- **TASK DIRECTIONS**: According to the Shabbos 100 reflection, how long was the quarantine required for the biblical form of leprosy?

Shabbos 100

“The object must actually land in order for the one who threw it to be liable.”

It is worth mentioning that we Daf Yomers have reached the 100th portion of the Shabbos Tractate. This has been an especially difficult text with a lot of analysis on what it means to cross public and private domains on Shabbat, impurity and the aerodynamics of throwing. Along the way, there has been insight into what it was like for our ancestors to live in the desert and their remarkable feat of building the grand Tabernacle under the open sky. There was an examination of great men such as King David who were also human and flawed in the way that human beings can be. And it has all been told within the context of what is allowable in the public domain on Shabbat.

This Tractate started about one week before New York instituted a shelter-in-place order and it has been a little more than 100 days that I have been living my life mostly virtually on Zoom in my one-bedroom apartment. I have found relevancy to the coronavirus in the daily readings that discussed impurity and traversing private and public domains. There was a passage on the biblical form of leprosy that required a 14-day quarantine period before a Rabbi could determine if the afflicted was able to return to society, which is the required quarantine period if someone is exposed to the virus. And there was the joining of balconies in the text a few days ago to form a single private space across a public thoroughfare that resonated with how many of us in New York City are living our lives in rear windows.

This has been a rapid reading exercise and I have never tried to both keep up and delve deeply into the text. I have settled for simply keeping up. I anticipate doing this 7 ½ year cycle again (God willing) when I can go a deeper into the text. If I tried to dissect the richness of the text each day, I would never have been able to keep up. So, I find one thing in each day’s reading that resonates. There are so many other posts by those much more expert than I that explain in more detail the meaning of each day’s text. I have been trying each day to just find a small sense of relevancy to the life I live now.

What resonated with me today is the description of the sea as a karmelit, or an intermediate domain. I love the sea and have been desperate to travel to any body of water since the great shut-down in March. As a child I would stand with my feet in the Atlantic Ocean at the New Jersey shore and imagine who was standing at the other side of the immense ocean perhaps wondering the same thing.   I have always considered the sea the great connector between geographies and people, in the same way that we have learned domains can come together.

- **MATERIAL SHOWN**:
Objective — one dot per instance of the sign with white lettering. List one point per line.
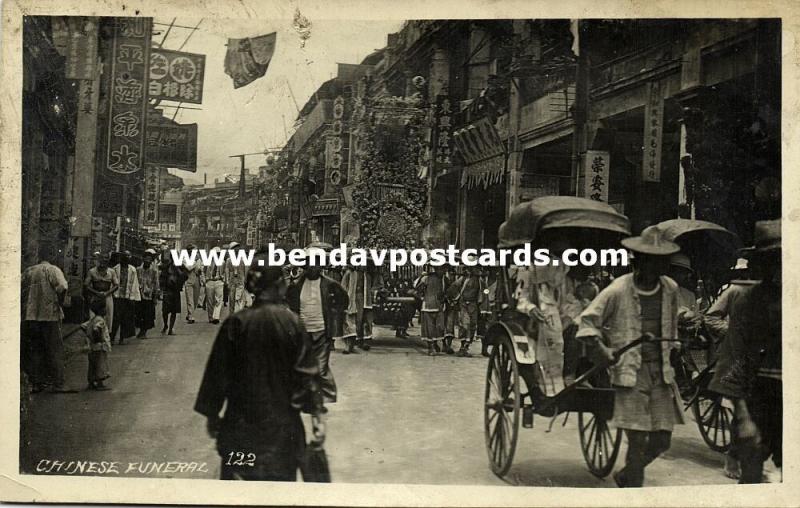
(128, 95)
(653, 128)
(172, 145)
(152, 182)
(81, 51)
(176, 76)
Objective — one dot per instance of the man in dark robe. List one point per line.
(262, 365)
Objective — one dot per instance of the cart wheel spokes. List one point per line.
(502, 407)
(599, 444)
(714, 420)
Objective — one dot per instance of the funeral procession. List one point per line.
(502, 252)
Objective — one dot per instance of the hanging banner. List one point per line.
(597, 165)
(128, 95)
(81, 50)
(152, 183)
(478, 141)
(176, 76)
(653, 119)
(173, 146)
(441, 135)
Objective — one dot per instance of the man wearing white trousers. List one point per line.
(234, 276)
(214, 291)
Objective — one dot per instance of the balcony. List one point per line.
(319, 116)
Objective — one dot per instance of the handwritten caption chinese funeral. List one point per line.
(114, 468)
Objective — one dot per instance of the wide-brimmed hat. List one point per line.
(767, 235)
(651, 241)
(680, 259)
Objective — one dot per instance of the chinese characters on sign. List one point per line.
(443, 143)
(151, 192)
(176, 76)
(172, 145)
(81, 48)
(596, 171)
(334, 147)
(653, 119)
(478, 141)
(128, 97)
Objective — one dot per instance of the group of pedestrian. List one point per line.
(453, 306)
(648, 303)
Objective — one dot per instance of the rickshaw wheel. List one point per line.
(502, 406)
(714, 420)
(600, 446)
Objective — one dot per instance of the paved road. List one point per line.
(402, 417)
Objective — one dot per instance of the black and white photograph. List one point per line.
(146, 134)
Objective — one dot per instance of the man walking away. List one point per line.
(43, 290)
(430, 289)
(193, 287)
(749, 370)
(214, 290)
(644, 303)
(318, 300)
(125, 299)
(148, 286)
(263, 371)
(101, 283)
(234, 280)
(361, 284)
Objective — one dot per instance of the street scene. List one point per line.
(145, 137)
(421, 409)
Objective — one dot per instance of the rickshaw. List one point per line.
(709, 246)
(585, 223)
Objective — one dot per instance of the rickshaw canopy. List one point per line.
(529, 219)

---

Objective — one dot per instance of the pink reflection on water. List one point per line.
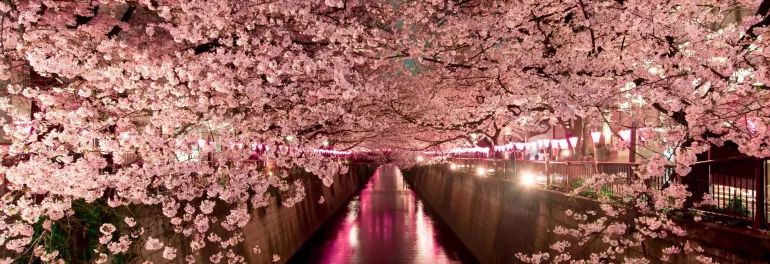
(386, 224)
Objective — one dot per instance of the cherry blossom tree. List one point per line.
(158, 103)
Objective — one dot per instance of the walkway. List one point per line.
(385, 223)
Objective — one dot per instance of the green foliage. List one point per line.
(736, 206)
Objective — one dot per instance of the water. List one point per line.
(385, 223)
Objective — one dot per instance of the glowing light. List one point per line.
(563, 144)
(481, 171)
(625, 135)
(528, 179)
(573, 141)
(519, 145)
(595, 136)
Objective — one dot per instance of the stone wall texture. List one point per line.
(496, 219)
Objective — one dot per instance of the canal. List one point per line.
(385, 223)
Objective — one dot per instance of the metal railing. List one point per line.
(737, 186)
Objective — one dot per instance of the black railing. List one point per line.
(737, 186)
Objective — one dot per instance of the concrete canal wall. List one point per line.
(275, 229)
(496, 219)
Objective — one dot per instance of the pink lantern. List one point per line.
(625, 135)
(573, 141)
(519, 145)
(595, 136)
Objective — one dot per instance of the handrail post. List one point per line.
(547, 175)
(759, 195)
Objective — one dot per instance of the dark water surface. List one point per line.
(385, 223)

==

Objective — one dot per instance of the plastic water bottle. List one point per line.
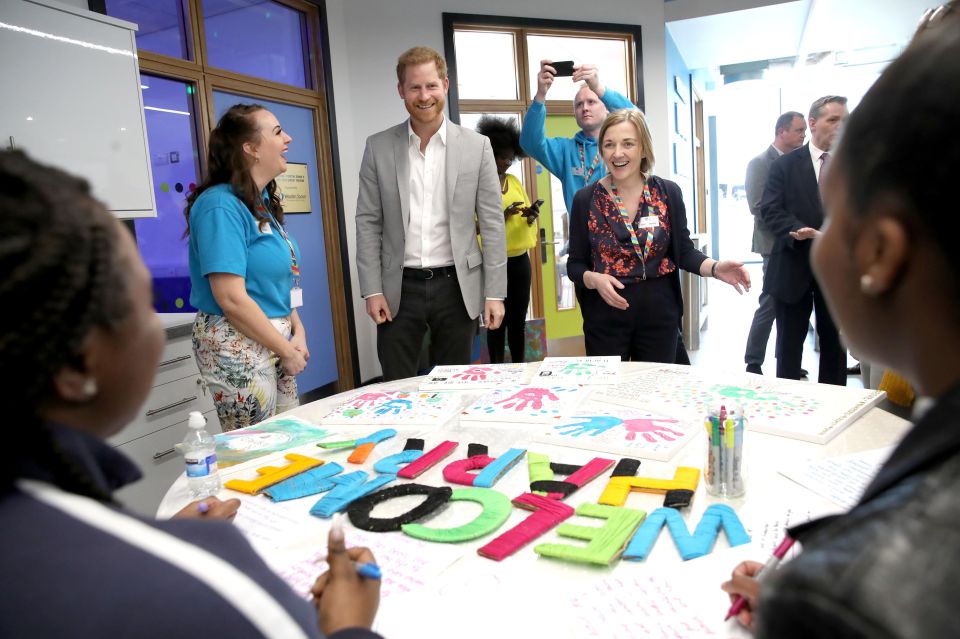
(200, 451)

- **ANSWER SPACE**: 14 days.